(Exercise material begins)
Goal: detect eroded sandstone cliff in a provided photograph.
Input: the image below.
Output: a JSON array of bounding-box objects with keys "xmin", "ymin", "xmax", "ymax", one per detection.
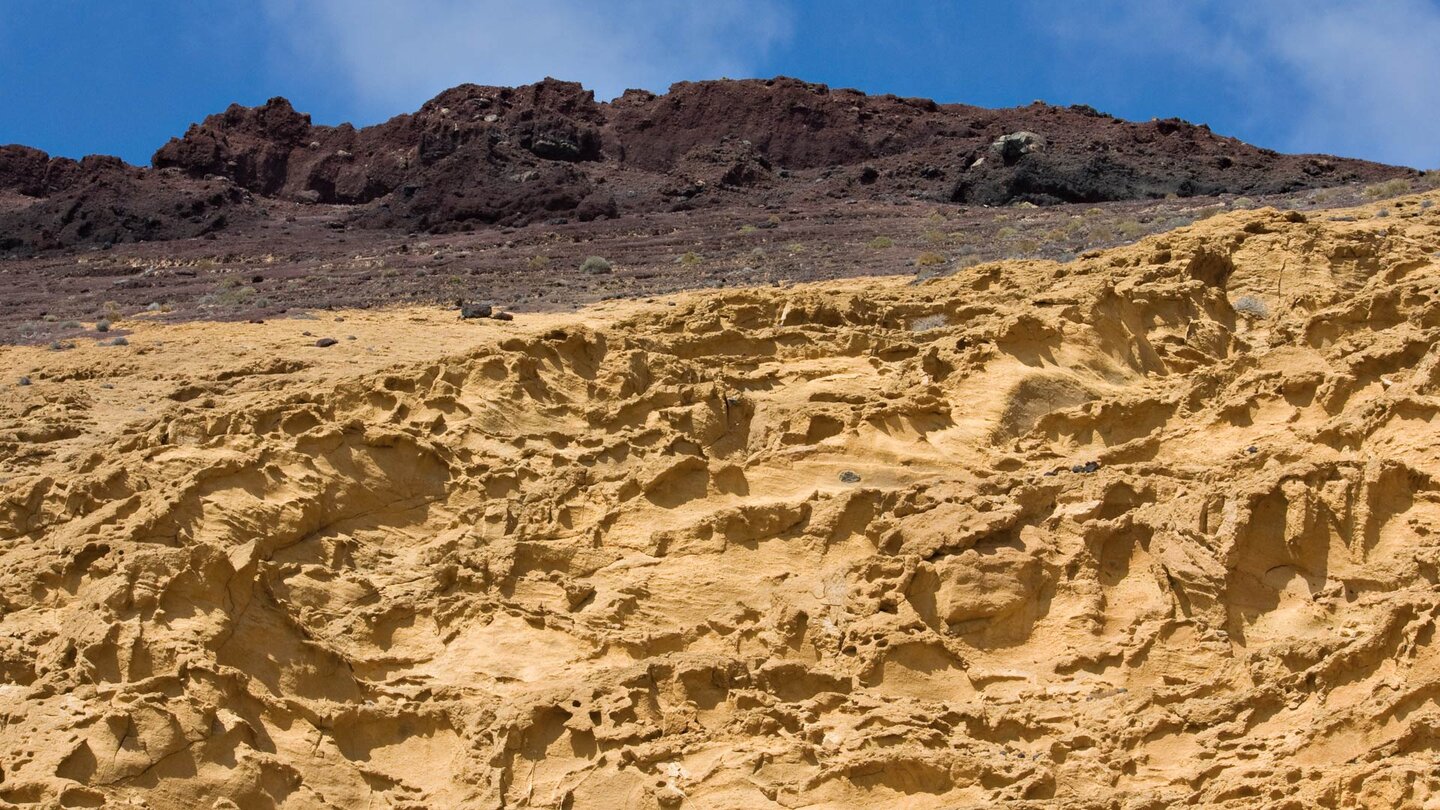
[{"xmin": 1, "ymin": 193, "xmax": 1439, "ymax": 807}]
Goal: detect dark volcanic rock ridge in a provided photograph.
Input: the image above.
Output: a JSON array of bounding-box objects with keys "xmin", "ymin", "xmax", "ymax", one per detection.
[{"xmin": 0, "ymin": 76, "xmax": 1420, "ymax": 251}]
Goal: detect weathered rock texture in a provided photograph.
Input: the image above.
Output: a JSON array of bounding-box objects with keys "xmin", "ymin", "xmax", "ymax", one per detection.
[{"xmin": 1, "ymin": 192, "xmax": 1439, "ymax": 807}]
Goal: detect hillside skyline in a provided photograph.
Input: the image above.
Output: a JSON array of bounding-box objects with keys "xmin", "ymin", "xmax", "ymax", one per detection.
[{"xmin": 2, "ymin": 0, "xmax": 1438, "ymax": 168}]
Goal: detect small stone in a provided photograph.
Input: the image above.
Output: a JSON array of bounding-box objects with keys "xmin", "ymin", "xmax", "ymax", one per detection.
[
  {"xmin": 492, "ymin": 311, "xmax": 514, "ymax": 321},
  {"xmin": 460, "ymin": 302, "xmax": 493, "ymax": 319},
  {"xmin": 1246, "ymin": 445, "xmax": 1259, "ymax": 454},
  {"xmin": 654, "ymin": 785, "xmax": 685, "ymax": 808},
  {"xmin": 839, "ymin": 470, "xmax": 862, "ymax": 484},
  {"xmin": 17, "ymin": 376, "xmax": 31, "ymax": 386},
  {"xmin": 314, "ymin": 338, "xmax": 338, "ymax": 348}
]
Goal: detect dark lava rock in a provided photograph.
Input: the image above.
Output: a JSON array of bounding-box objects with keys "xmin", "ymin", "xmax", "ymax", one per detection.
[
  {"xmin": 460, "ymin": 302, "xmax": 493, "ymax": 319},
  {"xmin": 314, "ymin": 337, "xmax": 338, "ymax": 347},
  {"xmin": 0, "ymin": 76, "xmax": 1416, "ymax": 251},
  {"xmin": 0, "ymin": 150, "xmax": 257, "ymax": 252},
  {"xmin": 839, "ymin": 470, "xmax": 862, "ymax": 483}
]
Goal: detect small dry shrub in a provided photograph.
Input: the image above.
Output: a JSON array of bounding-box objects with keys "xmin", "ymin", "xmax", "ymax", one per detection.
[
  {"xmin": 1233, "ymin": 295, "xmax": 1269, "ymax": 318},
  {"xmin": 580, "ymin": 256, "xmax": 612, "ymax": 274},
  {"xmin": 1364, "ymin": 179, "xmax": 1411, "ymax": 199},
  {"xmin": 909, "ymin": 313, "xmax": 949, "ymax": 332}
]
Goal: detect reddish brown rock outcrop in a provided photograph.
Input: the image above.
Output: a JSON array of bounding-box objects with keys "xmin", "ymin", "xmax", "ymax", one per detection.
[{"xmin": 0, "ymin": 76, "xmax": 1421, "ymax": 251}]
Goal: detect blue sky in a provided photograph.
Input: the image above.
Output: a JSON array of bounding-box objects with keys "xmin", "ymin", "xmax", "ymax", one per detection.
[{"xmin": 3, "ymin": 0, "xmax": 1437, "ymax": 168}]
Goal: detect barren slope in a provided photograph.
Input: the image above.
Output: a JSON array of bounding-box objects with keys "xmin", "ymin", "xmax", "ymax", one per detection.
[{"xmin": 1, "ymin": 193, "xmax": 1440, "ymax": 808}]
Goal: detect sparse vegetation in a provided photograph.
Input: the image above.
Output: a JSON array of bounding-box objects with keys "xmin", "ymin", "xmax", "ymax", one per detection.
[
  {"xmin": 1086, "ymin": 222, "xmax": 1116, "ymax": 242},
  {"xmin": 1115, "ymin": 220, "xmax": 1146, "ymax": 240},
  {"xmin": 527, "ymin": 255, "xmax": 549, "ymax": 270},
  {"xmin": 915, "ymin": 251, "xmax": 946, "ymax": 267},
  {"xmin": 867, "ymin": 236, "xmax": 895, "ymax": 249},
  {"xmin": 909, "ymin": 313, "xmax": 949, "ymax": 332},
  {"xmin": 580, "ymin": 256, "xmax": 612, "ymax": 274},
  {"xmin": 1233, "ymin": 295, "xmax": 1269, "ymax": 319},
  {"xmin": 1014, "ymin": 238, "xmax": 1041, "ymax": 256},
  {"xmin": 952, "ymin": 254, "xmax": 984, "ymax": 272},
  {"xmin": 200, "ymin": 280, "xmax": 258, "ymax": 309},
  {"xmin": 1364, "ymin": 179, "xmax": 1411, "ymax": 200},
  {"xmin": 679, "ymin": 251, "xmax": 703, "ymax": 267}
]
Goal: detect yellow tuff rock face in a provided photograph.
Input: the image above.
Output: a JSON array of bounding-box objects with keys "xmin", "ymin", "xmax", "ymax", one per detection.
[{"xmin": 1, "ymin": 193, "xmax": 1439, "ymax": 808}]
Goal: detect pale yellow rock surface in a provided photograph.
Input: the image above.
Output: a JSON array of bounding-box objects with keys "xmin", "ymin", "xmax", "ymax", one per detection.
(Exercise material ends)
Work item:
The entries are to be written out in full and exactly, apart from the pictures.

Solved exercise:
Goal: detect eroded sandstone cliff in a provided photograph.
Input: the image below.
Output: a JSON array of bounding-box objects with keys "xmin", "ymin", "xmax", "ymax", one per detection.
[{"xmin": 1, "ymin": 193, "xmax": 1439, "ymax": 807}]
Goal: detect dark volcanic rock ridge in a provided photograph.
Input: the image above.
Output: a JSON array of bounding-box objects with keys "xmin", "ymin", "xmax", "ymax", one per detection.
[{"xmin": 0, "ymin": 76, "xmax": 1420, "ymax": 251}]
Goal: detect weathered rock texture in a provided photograph.
Input: the image above.
Output: a JSON array of bounding-box objects with keys "xmin", "ymin", "xmax", "ymax", one per detection.
[{"xmin": 1, "ymin": 192, "xmax": 1439, "ymax": 807}]
Goal: detect hillside skyline in a provided photograph.
Input: the image above.
Output: a JSON array of bounding-box objects with keys "xmin", "ymin", "xmax", "ymax", one per detection.
[{"xmin": 2, "ymin": 0, "xmax": 1438, "ymax": 168}]
Goal: detect small stone in a provided photograph.
Input: the image above.
Output: a JSON array of bounding-box objects with keys "xmin", "ymin", "xmax", "ymax", one per detection.
[
  {"xmin": 492, "ymin": 311, "xmax": 514, "ymax": 321},
  {"xmin": 460, "ymin": 302, "xmax": 493, "ymax": 319},
  {"xmin": 1246, "ymin": 445, "xmax": 1259, "ymax": 454},
  {"xmin": 654, "ymin": 785, "xmax": 685, "ymax": 808},
  {"xmin": 839, "ymin": 470, "xmax": 862, "ymax": 484},
  {"xmin": 17, "ymin": 376, "xmax": 31, "ymax": 386},
  {"xmin": 314, "ymin": 338, "xmax": 338, "ymax": 348}
]
Goal: detect dark lava rock in a provided photograph.
Input: the image above.
Output: a JSON array of bounding-box objects with keys "xmin", "ymin", "xmax", "ymax", one per detection.
[
  {"xmin": 460, "ymin": 302, "xmax": 493, "ymax": 319},
  {"xmin": 314, "ymin": 337, "xmax": 338, "ymax": 347},
  {"xmin": 0, "ymin": 76, "xmax": 1416, "ymax": 251},
  {"xmin": 0, "ymin": 150, "xmax": 257, "ymax": 252},
  {"xmin": 839, "ymin": 470, "xmax": 862, "ymax": 483}
]
Goal: detect small dry shrub in a provided photograph.
Input: the image above.
Output: a JSON array of bounding-box objects with keys "xmin", "ymin", "xmax", "ymax", one per detection.
[
  {"xmin": 1233, "ymin": 295, "xmax": 1269, "ymax": 318},
  {"xmin": 580, "ymin": 256, "xmax": 612, "ymax": 274},
  {"xmin": 1364, "ymin": 179, "xmax": 1411, "ymax": 199},
  {"xmin": 909, "ymin": 313, "xmax": 949, "ymax": 332}
]
Goal: detect reddish brown rock outcrop in a provided photograph.
Input: the image above.
Output: a JSON array of bounding-box objects with keys "xmin", "ymin", "xmax", "ymax", one per detection.
[{"xmin": 0, "ymin": 76, "xmax": 1421, "ymax": 251}]
Goal: detect blue sky in a provided photograph.
Input: the image above.
Output: a JSON array of bounding-box objects with keys "xmin", "ymin", "xmax", "ymax", one per detection.
[{"xmin": 3, "ymin": 0, "xmax": 1437, "ymax": 168}]
Goal: detect barren slope in a provided photograph.
Input: the image above.
Output: a JSON array of bounding-box objects with keys "xmin", "ymin", "xmax", "ymax", one per detection.
[{"xmin": 1, "ymin": 193, "xmax": 1440, "ymax": 808}]
Goal: detect sparse vegetation in a provided photograph.
Input: the image above.
Output: a JSON array of bounding-box objects with keys "xmin", "ymin", "xmax", "ymax", one per detection.
[
  {"xmin": 1086, "ymin": 222, "xmax": 1116, "ymax": 242},
  {"xmin": 1115, "ymin": 220, "xmax": 1146, "ymax": 240},
  {"xmin": 527, "ymin": 255, "xmax": 549, "ymax": 270},
  {"xmin": 915, "ymin": 251, "xmax": 946, "ymax": 267},
  {"xmin": 867, "ymin": 236, "xmax": 895, "ymax": 249},
  {"xmin": 909, "ymin": 313, "xmax": 949, "ymax": 332},
  {"xmin": 580, "ymin": 256, "xmax": 612, "ymax": 274},
  {"xmin": 1233, "ymin": 295, "xmax": 1269, "ymax": 319},
  {"xmin": 1014, "ymin": 238, "xmax": 1041, "ymax": 256},
  {"xmin": 952, "ymin": 254, "xmax": 984, "ymax": 272},
  {"xmin": 200, "ymin": 280, "xmax": 258, "ymax": 309},
  {"xmin": 1364, "ymin": 179, "xmax": 1411, "ymax": 200},
  {"xmin": 679, "ymin": 251, "xmax": 703, "ymax": 267}
]
Goal: detect yellow tuff rock face in a provided photograph.
Input: the image above.
Output: a JSON array of bounding-box objects with keys "xmin", "ymin", "xmax", "ymax", one per detection.
[{"xmin": 1, "ymin": 193, "xmax": 1439, "ymax": 808}]
Goal: detect pale yellow rock surface in a provided photograph.
Input: the image above.
Output: a JSON array of bounding-box objects with keys "xmin", "ymin", "xmax", "ymax", one per detection.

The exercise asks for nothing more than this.